- WHAT THIS TASK INVOLVES
Nothing but an exact copy of the listing should be given.
□ □ □ □ □
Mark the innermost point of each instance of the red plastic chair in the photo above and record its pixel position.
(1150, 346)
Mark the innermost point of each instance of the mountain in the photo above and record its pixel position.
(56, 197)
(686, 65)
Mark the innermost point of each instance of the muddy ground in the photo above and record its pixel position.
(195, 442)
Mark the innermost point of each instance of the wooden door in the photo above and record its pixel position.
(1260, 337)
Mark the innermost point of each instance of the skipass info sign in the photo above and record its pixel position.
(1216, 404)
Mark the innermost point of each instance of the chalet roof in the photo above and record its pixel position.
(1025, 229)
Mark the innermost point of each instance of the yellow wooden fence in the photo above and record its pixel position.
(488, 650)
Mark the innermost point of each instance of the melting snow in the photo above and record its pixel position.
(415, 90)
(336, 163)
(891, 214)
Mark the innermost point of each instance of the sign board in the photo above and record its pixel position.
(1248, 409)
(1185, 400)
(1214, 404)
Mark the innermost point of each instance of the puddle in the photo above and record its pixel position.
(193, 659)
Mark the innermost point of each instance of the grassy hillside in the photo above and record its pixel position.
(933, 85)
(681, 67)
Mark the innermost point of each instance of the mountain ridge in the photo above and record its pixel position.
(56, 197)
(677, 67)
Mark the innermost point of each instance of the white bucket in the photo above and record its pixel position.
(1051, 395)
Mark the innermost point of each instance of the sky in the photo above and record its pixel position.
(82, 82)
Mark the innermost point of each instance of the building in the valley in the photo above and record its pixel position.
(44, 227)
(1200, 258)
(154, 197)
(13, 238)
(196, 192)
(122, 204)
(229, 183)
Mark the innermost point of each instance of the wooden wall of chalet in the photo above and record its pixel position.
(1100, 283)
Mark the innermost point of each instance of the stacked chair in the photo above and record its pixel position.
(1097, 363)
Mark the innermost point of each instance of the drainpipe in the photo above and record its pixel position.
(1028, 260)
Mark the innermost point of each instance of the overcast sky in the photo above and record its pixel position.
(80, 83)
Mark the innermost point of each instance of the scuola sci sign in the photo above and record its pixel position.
□ □ □ □ □
- SOLUTION TO THIS PROBLEM
Mark the innermost point of each instance of the red plastic chair in the photo above and record its pixel position.
(1150, 346)
Mark the innermost point of each instance of the mountain in the photo above and record its pixel position.
(56, 197)
(686, 65)
Mark the innermost point of each instance of the muddy ground in the photo above and record its pixel position.
(195, 442)
Mark the innermost point of each instance of the wooden door in the photo above and record its pixel position.
(1260, 337)
Mark the innermost point of each instance of the skipass info sign in the photo above and record its pixel position.
(1216, 404)
Mark the innermost point of each instance of the chalet roof in the photo above and record its pixel position.
(1025, 229)
Mark the innermost point of each instance of the yellow wooden fence in the photo above and record its pixel position.
(488, 650)
Mark the innermost point of each instance of the melting snow in the photo above and record its pixel position.
(415, 90)
(336, 163)
(891, 214)
Mark the innermost point of each instance of the sign board in the photo above and record its pixel position.
(1248, 409)
(1185, 400)
(1214, 404)
Mark the innermost point of each instance of the puddle in the photo above and record its pixel position.
(193, 659)
Mark the innermost point of each instance of the grassy hillside in the photo above and record its pixel position.
(933, 85)
(681, 67)
Mark the innermost point of each instance of the mountain ridge in the photo above and record its pixel position.
(56, 197)
(677, 67)
Mark the innermost point of each instance of the white bucket in the photo above and record its pixel position.
(1051, 395)
Mark the innermost point of each instance of the sky in the photo above and record its pixel position.
(82, 82)
Mark the innermost point of each instance of the building in the valley in the photo above and record its pixel position.
(44, 227)
(1200, 258)
(154, 197)
(13, 238)
(196, 192)
(122, 204)
(229, 183)
Mark the innermost point of each instance of the wooden wall of chalet in the photo above and record its pixel position.
(1100, 283)
Mark the innermost point of each instance of the stacked chair in the photo above and record its pixel position.
(1097, 363)
Mark the innermost point of each instance of the drainpipe in the photo above and record its pixel position.
(1028, 260)
Mark the innermost point of each instance of the overcast sky in the photo above and record its pixel position.
(80, 83)
Mark the innermost point of each instance of the scuola sci sign in the photo above and record its pixel position.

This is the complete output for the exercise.